Document text:

AutoML Guide

Published on December 25, 2025

SynapCores AutoML Guide

Build powerful machine learning models directly in SQL without writing any Python code.

Overview

SynapCores AutoML provides comprehensive options for creating machine learning experiments through SQL syntax. Train, tune, and deploy production-ready models using familiar database commands.

Task Types

Task Type Description Default Metric
regression Continuous value prediction R-squared
binary_classification Two-class classification AUC
classification/multiclass Multi-class classification Accuracy
clustering Unsupervised grouping Silhouette Score
anomaly Anomaly detection F1 Score
time_series Time series forecasting MAPE

Creating AutoML Experiments

Basic Syntax

Option 1: AS Syntax

CREATE EXPERIMENT <experiment_name> AS
<SELECT_query>
WITH (<options>)

Option 2: USING Syntax

CREATE EXPERIMENT <experiment_name>
USING (<SELECT_query>)
TARGET <target_column>
OPTIONS (<options>)

Configuration Options

General Options

Option Type Default Description
task_type string 'binary_classification' Type of ML task
target_column string Required Column to predict
max_trials integer 100 Maximum training trials
time_budget_minutes integer 60 Maximum time budget
validation_split float 0.2 Validation data proportion
cv_folds integer 5 Cross-validation folds
optimization_metric string Task-dependent Metric to optimize
ensemble boolean true Create ensemble models
early_stopping_patience integer 10 Trials without improvement
random_seed integer 42 Random seed for reproducibility

###Available Algorithms

  • 'linear_regression' - Linear Regression
  • 'logistic_regression' - Logistic Regression
  • 'decision_tree' - Decision Tree
  • 'random_forest' - Random Forest
  • 'gradient_boosting' - Gradient Boosting
  • 'xgboost' - XGBoost
  • 'neural_network' - Neural Network
  • 'knn' - K-Nearest Neighbors
  • 'naive_bayes' - Naive Bayes
  • 'svm' - Support Vector Machine

Algorithm Selection Strategies

  • 'all' - Try all available algorithms
  • 'fast' - Only fast algorithms (linear models, decision trees, naive bayes, knn)
  • 'accurate' - Only highly accurate algorithms (random forest, gradient boosting, xgboost, neural networks)

Records for the exercise:

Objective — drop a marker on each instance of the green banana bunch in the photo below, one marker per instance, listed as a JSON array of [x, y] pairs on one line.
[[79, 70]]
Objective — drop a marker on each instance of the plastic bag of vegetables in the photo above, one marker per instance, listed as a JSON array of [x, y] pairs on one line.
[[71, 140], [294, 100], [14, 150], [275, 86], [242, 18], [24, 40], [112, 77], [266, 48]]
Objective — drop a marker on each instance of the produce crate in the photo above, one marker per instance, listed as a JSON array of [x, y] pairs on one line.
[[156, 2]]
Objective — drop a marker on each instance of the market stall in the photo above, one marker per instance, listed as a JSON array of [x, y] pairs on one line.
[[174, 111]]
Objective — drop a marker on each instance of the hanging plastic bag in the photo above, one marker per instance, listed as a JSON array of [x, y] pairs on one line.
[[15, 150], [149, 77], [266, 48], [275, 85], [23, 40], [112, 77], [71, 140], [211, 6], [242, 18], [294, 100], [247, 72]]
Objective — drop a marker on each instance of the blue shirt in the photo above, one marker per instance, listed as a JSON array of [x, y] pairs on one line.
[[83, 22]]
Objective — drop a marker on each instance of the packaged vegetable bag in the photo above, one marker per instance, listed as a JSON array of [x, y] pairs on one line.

What to work on:
A: Please copy out word for word everything in the listing from the line containing "Objective — drop a marker on each instance of the market" down to the line containing "100], [247, 72]]", including both of those lines.
B: Continue the AutoML guide from its last line.
The AutoML guide and the listing have nothing to do with each other.

Final answers:
A:
Objective — drop a marker on each instance of the market stall in the photo above, one marker per instance, listed as a JSON array of [x, y] pairs on one line.
[[174, 111]]
Objective — drop a marker on each instance of the hanging plastic bag in the photo above, one marker per instance, listed as a JSON array of [x, y] pairs on one line.
[[15, 150], [149, 77], [266, 48], [275, 85], [23, 40], [112, 77], [71, 140], [211, 6], [242, 18], [294, 100], [247, 72]]

B:
  • 'interpretable' - Only interpretable algorithms (linear regression, logistic regression, decision trees)

Algorithm-Specific Options

Random Forest

Hyperparameter Type Default Description
n_estimators integer 100 Number of trees
max_depth integer None Maximum tree depth
min_samples_split integer 2 Minimum samples to split
max_features string/float 'sqrt' Features to consider
WITH (
  task_type='classification',
  algorithms=['random_forest'],
  n_estimators=200,
  max_depth=10
)

Neural Network

Hyperparameter Type Default Description
hidden_layers array [100] Hidden layer sizes
learning_rate float 0.001 Initial learning rate
batch_size integer 32 Mini-batch size
n_epochs integer 100 Maximum epochs
activation string 'relu' Activation function
dropout_rate float 0.0 Dropout rate
WITH (
  task_type='classification',
  algorithms=['neural_network'],
  hidden_layers=[128, 64, 32],
  dropout_rate=0.2
)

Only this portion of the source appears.